Directions:
Pick out each row below that contains the string "audit" and copy those rows.

Stored data:
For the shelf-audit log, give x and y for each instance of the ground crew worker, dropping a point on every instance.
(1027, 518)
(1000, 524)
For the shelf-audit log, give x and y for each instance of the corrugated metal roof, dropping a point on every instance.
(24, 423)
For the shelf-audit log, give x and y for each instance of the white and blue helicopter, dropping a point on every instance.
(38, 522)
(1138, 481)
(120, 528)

...

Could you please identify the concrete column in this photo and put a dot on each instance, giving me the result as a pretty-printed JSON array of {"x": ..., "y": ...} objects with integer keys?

Exercise solution:
For the shelf-audit log, give x and y for each instance of the ground crew worker, dropping a point on every instance.
For the shelf-audit log, give x and y for each instance of the corrugated metal roof, dropping a point on every instance.
For the shelf-audit log, give x and y for each instance of the white and blue helicopter, dropping a point on every instance.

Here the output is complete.